__GIVEN EXERCISE__
Repeat word for word the part of the wave train excerpt below that runs from "You can easily" to "wave function only.".

__EXCERPT__
>> START

You can easily make a graph like this yourself. [Just use of one of those online graph tools.] This thing is localized in space and, as mentioned above, it has a fixed frequency and wavelength. So all those enigmatic statements you’ll find in serious or less serious books (i.e. textbooks or popular accounts) on quantum mechanics saying that “we cannot define a unique wavelength for a short wave train” and/or saying that “there is an indefiniteness in the wave number that is related to the finite length of the train, and thus there is an indefiniteness in the momentum” (I am quoting Feynman here, so not one of the lesser gods) are – with all due respect for these authors, especially Feynman – just wrong. I’ve made another ‘short wave train’ below, but this time it depicts the real part of a (possible) wave function only.
Hmm… Now that one has a weird shape, you’ll say. It doesn’t look like a ‘matter wave’! Well… You’re right. Perhaps. [I’ll challenge you in a moment.] The shape of the function above is consistent, though, with the view of a photon as a transient electromagnetic oscillation. Let me come straight to the point by stating the basics: the view of a photon in physics is that photons are emitted by atomic oscillators. As an electron jumps from one energy level to the other, it seems to oscillate back and forth until it’s in equilibrium again, thereby emitting an electromagnetic wave train that looks like a transient.
Huh? What’s a transient? It’s an oscillation like the one above: its amplitude and, hence, its energy, gets smaller and smaller as time goes by. To be precise, its energy level has the same shape as the envelope curve below: E = E0e–t/τ. In this expression, we have τ as the so-called decay time, and one can show it’s the inverse of the so-called decay rate: τ = 1/γ with γE = –dE/dt. In case you wonder, check it out on Wikipedia: it’s one of the many applications of the natural exponential function: we’re talking a so-called exponential decay here indeed, involves a quantity (in this case, the amplitude and/or the energy) decreasing at a rate that is proportional to its current value, with the coefficient of proportionality being γ. So we write that as γE = –dE/dt in mathematical notation. 🙂
I need to move on. All of what I wrote above was ‘plain physics’, but so what I really want to explore in this post is a crazy hypothesis. Could these wave trains above – I mean the wave trains with the fixed frequency and wavelength – possible represent a de Broglie wave for a photon?

>> END

__ENTRIES SUPPLIED__
>> START

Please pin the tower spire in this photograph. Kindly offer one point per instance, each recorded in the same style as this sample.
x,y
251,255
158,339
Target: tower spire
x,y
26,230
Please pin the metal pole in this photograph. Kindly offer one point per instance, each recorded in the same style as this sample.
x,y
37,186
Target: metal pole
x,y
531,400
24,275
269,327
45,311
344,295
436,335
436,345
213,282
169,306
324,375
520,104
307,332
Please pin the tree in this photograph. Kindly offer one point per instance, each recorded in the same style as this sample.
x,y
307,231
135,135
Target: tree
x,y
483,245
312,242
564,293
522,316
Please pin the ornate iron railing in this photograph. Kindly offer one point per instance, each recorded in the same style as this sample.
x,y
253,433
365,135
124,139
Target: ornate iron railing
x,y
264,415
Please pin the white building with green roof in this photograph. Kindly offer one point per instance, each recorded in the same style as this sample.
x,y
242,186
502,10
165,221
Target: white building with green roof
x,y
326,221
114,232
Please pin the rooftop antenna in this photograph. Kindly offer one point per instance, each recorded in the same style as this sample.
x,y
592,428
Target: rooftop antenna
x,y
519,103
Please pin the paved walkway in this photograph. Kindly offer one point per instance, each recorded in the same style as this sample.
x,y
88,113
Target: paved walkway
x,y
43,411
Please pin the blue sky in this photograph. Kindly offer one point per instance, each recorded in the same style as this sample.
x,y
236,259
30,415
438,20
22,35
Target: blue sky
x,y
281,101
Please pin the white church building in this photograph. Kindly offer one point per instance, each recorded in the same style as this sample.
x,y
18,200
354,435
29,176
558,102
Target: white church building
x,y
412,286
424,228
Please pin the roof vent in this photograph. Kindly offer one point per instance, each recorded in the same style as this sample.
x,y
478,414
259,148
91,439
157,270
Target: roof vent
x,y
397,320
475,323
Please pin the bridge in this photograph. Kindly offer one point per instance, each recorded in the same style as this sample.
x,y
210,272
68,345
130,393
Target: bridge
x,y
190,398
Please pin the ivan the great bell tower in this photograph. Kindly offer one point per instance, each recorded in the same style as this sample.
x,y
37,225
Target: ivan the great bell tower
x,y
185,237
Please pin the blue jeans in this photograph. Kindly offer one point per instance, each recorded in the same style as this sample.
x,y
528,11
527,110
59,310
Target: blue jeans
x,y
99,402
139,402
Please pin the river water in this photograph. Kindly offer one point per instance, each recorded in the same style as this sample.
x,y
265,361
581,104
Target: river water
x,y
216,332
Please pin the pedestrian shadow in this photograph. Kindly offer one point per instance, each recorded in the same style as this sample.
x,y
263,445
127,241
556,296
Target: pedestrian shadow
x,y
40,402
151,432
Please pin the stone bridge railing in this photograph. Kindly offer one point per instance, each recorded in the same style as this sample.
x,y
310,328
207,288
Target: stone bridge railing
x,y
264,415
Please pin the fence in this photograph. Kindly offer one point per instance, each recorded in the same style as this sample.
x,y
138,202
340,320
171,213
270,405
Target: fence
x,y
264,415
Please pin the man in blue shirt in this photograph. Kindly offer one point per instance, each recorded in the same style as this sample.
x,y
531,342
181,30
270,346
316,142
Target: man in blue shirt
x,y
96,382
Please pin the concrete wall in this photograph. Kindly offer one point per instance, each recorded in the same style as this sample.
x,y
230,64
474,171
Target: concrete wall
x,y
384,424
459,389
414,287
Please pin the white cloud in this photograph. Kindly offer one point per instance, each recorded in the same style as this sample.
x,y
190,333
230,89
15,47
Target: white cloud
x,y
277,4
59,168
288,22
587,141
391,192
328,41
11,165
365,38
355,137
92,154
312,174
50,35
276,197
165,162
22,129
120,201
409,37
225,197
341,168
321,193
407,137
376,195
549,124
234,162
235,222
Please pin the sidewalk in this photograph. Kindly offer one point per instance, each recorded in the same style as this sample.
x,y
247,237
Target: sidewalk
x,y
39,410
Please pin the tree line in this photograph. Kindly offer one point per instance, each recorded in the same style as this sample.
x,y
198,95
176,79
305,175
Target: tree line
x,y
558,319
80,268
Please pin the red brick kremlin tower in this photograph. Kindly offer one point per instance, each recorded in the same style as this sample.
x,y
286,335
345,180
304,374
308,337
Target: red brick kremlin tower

>> END

__REPLY__
You can easily make a graph like this yourself. [Just use of one of those online graph tools.] This thing is localized in space and, as mentioned above, it has a fixed frequency and wavelength. So all those enigmatic statements you’ll find in serious or less serious books (i.e. textbooks or popular accounts) on quantum mechanics saying that “we cannot define a unique wavelength for a short wave train” and/or saying that “there is an indefiniteness in the wave number that is related to the finite length of the train, and thus there is an indefiniteness in the momentum” (I am quoting Feynman here, so not one of the lesser gods) are – with all due respect for these authors, especially Feynman – just wrong. I’ve made another ‘short wave train’ below, but this time it depicts the real part of a (possible) wave function only.